* [Required work]:
Taking the line that contains "Note: the class marks the embroidered" as the first and the final line of the records as the last, write out every line between them exactly, ends included, and nothing else.

==== Data under study

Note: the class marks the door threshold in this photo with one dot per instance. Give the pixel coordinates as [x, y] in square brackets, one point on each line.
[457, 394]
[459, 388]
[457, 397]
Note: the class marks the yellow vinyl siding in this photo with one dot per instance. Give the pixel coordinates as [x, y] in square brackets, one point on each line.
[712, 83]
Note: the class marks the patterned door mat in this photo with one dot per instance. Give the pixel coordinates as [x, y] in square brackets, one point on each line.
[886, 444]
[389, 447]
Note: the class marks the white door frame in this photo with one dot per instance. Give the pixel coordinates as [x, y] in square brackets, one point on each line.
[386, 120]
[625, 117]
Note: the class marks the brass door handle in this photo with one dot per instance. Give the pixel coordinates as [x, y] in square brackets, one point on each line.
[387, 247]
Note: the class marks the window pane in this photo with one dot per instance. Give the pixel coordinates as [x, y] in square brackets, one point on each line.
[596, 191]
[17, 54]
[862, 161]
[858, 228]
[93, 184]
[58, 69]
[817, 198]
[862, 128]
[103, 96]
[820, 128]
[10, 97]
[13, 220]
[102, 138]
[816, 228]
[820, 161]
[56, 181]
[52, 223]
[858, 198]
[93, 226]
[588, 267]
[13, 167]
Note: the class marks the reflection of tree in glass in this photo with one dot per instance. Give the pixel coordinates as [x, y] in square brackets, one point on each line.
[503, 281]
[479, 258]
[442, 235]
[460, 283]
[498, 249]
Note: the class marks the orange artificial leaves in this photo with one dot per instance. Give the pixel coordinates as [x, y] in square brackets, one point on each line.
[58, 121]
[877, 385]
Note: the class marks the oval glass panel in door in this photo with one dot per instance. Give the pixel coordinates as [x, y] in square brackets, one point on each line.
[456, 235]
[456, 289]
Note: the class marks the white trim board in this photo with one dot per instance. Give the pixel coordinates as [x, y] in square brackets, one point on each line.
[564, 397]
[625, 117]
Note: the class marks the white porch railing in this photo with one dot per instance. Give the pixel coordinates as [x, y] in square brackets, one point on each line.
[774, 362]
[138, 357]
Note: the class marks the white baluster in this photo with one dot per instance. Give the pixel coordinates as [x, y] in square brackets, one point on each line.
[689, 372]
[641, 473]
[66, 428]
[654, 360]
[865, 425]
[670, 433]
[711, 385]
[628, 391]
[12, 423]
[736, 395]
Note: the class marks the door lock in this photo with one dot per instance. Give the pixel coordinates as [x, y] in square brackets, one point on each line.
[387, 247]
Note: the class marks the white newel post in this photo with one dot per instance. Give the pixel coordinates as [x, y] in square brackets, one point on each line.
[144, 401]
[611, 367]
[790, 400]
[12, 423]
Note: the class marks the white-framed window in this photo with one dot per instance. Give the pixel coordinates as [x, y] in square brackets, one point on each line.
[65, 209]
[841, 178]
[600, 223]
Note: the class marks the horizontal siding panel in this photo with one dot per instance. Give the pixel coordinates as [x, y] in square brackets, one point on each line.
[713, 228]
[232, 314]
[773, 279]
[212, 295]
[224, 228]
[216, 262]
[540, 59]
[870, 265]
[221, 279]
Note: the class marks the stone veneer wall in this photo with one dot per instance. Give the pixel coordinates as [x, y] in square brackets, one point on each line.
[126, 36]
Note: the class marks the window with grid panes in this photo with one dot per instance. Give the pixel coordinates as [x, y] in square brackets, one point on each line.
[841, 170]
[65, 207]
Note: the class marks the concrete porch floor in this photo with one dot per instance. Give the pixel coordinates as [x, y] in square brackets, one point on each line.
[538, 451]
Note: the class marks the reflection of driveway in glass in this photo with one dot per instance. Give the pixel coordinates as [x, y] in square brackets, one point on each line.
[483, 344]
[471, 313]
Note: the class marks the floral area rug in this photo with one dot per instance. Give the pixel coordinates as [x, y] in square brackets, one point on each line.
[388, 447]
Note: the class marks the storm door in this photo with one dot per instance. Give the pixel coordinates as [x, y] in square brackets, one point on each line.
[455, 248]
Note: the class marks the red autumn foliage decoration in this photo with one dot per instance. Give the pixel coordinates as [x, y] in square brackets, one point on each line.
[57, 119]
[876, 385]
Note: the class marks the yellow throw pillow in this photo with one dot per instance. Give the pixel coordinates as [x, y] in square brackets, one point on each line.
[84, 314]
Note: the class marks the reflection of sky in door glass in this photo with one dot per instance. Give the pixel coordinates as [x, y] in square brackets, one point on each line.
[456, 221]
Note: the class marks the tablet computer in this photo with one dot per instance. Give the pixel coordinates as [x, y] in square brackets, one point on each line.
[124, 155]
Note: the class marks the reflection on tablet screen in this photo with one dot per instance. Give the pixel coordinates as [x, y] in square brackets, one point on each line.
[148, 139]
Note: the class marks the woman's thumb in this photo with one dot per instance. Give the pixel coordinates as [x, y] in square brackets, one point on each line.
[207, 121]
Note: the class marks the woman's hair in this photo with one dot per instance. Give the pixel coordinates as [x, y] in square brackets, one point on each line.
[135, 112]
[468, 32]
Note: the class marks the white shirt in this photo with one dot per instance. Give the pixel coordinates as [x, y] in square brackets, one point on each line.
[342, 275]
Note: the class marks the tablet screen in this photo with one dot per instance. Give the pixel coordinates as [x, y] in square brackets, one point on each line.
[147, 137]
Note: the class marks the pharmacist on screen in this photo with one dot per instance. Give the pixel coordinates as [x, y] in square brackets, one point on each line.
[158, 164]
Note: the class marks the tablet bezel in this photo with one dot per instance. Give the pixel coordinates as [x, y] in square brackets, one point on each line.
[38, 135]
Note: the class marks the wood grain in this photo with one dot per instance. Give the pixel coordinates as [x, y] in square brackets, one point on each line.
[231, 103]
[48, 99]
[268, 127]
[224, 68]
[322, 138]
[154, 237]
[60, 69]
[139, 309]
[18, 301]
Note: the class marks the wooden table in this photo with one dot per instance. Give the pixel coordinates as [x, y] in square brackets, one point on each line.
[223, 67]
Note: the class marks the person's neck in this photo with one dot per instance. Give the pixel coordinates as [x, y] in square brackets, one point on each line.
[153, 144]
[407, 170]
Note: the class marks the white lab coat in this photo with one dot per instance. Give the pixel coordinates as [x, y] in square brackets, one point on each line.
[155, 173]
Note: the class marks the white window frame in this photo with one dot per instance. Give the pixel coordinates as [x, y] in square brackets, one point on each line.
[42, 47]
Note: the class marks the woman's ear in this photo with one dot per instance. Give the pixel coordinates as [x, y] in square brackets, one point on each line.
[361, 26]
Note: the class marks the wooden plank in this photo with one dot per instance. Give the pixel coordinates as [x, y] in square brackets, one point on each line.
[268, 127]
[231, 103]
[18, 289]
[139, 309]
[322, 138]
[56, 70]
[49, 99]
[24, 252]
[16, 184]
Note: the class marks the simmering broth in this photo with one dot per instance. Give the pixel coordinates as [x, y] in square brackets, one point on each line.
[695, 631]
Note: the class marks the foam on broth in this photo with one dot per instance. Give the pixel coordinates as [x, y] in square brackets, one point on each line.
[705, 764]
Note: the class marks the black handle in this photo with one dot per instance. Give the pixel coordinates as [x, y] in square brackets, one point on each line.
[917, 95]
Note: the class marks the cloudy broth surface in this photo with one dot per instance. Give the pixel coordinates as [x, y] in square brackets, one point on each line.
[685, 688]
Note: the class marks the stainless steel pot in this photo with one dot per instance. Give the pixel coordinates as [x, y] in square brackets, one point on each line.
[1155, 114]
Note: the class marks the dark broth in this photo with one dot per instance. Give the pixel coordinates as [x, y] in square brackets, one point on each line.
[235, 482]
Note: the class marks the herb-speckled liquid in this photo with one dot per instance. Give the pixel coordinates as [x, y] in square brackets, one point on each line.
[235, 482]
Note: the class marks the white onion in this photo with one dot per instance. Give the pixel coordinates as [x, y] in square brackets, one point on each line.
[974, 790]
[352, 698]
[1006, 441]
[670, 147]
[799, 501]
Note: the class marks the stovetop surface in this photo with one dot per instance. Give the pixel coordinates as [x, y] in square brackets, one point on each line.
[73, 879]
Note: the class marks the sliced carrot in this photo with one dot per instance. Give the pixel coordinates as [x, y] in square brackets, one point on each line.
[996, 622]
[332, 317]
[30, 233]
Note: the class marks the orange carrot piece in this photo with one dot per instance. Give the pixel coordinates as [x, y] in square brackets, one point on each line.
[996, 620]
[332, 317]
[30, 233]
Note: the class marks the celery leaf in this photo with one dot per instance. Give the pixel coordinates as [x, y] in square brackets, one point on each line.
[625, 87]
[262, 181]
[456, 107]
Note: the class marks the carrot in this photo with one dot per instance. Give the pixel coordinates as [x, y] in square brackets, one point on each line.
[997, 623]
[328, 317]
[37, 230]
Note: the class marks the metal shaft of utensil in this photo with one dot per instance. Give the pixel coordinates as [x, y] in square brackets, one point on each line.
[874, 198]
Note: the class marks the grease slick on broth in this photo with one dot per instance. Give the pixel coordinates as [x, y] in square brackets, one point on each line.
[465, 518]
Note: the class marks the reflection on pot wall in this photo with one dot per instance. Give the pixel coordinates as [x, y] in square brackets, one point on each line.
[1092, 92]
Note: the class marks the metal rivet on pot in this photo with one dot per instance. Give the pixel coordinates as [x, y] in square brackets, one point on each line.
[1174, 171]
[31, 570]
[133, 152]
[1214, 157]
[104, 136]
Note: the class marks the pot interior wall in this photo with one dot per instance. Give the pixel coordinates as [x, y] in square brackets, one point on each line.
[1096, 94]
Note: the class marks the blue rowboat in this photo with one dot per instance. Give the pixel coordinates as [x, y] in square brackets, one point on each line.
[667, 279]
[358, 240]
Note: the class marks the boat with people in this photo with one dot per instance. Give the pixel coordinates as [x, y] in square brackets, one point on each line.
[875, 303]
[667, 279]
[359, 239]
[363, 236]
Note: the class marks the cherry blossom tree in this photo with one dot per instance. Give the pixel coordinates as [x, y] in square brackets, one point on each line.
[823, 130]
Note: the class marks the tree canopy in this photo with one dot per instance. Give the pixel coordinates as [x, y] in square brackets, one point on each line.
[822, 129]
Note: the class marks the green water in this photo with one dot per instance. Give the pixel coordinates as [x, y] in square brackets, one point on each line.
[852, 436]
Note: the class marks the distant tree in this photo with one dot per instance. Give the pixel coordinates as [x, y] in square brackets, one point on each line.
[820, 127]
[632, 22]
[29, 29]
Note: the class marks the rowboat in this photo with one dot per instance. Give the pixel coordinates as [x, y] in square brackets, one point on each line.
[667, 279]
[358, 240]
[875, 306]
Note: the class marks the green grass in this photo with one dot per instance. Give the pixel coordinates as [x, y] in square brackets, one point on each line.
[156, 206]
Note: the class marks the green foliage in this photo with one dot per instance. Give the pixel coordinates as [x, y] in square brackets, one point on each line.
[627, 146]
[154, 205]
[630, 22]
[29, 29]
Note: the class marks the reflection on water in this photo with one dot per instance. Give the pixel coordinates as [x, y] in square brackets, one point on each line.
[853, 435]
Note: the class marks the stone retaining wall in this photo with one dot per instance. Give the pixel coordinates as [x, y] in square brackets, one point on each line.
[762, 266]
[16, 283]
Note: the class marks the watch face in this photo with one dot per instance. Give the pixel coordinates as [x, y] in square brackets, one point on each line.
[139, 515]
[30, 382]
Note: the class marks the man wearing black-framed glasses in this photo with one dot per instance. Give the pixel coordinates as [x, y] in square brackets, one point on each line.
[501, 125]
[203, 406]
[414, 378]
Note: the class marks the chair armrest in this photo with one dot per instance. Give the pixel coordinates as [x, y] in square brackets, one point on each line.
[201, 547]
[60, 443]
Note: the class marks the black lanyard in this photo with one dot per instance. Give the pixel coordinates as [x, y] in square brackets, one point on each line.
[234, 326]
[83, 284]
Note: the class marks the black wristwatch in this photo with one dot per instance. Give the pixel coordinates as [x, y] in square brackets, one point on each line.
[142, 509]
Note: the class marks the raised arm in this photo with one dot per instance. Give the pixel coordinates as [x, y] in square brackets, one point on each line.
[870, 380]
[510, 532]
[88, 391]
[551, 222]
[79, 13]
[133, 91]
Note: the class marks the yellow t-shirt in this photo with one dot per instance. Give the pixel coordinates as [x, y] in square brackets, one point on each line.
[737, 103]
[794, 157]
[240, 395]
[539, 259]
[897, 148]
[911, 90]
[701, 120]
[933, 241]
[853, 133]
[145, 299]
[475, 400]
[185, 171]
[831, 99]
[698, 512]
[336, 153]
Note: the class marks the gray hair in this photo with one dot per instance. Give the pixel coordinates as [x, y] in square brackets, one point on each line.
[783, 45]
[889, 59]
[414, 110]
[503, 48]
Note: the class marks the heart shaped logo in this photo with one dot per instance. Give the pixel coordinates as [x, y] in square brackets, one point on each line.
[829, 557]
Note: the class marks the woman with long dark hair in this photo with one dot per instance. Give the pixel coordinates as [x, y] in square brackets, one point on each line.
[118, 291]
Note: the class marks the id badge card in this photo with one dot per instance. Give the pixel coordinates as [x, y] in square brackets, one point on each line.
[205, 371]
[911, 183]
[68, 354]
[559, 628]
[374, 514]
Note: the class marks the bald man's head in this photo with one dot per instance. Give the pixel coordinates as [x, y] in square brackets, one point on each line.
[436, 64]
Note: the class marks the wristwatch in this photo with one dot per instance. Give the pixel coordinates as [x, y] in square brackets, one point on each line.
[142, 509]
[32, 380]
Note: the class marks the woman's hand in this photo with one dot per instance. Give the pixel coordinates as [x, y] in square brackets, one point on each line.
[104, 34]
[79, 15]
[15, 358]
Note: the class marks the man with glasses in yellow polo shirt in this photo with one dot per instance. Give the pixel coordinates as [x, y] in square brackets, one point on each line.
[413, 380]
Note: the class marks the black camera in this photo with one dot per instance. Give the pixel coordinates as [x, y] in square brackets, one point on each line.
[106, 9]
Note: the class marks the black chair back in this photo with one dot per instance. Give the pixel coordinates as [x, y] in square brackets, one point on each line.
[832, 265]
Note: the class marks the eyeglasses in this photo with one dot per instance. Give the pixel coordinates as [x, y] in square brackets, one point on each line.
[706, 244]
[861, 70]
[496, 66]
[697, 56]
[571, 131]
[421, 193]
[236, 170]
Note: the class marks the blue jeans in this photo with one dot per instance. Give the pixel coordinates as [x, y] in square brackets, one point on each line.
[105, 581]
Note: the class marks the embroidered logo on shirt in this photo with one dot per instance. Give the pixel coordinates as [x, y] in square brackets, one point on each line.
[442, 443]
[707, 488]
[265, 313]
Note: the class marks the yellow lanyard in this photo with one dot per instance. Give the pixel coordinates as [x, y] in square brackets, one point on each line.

========

* [Response to the task]:
Note: the class marks the embroidered logo on shirt in this photo with one dot per instance. Give the pixel coordinates as [x, y] in square brackets, one point on each line.
[442, 443]
[707, 488]
[265, 313]
Note: the class marks the yellow lanyard in this photo with one dot per instance. Give the pixel coordinates as [x, y] in square brackets, one point on each line.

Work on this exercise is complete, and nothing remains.